**WORK TO BE COMPLETED**
Each record needs to be retyped exactly, though its pictures should not appear.
○ ○ ○
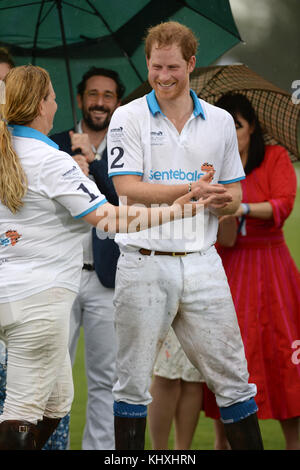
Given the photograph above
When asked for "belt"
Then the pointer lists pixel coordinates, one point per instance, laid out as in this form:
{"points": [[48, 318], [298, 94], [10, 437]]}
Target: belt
{"points": [[88, 267], [143, 251]]}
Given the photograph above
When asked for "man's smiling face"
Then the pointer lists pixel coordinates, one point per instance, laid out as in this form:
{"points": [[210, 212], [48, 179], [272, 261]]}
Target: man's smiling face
{"points": [[168, 71], [98, 102]]}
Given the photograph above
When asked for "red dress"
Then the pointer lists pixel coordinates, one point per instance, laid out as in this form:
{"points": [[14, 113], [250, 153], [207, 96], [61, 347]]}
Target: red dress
{"points": [[265, 286]]}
○ ○ ○
**SOLUTION TO THIS EXERCISE**
Given the photograph above
When asked for "belt"
Then the pointer lists pixel coordinates, one point per instance, laid out as in this form:
{"points": [[48, 318], [298, 94], [10, 437]]}
Target: belt
{"points": [[88, 267], [143, 251]]}
Given the photograph above
When asked for "man's smiling face"
Then the pointer lists pixel coordinates, one point per instance, laid out as in this form:
{"points": [[210, 212], [48, 179], [272, 261]]}
Target: man's smiling face
{"points": [[168, 71], [98, 102]]}
Given the photograph above
When asked for "red dress"
Then the pointer lists pixel coordinates, one point per instance, laid out as in this form:
{"points": [[14, 113], [250, 153], [207, 96], [61, 347]]}
Target: red dress
{"points": [[265, 286]]}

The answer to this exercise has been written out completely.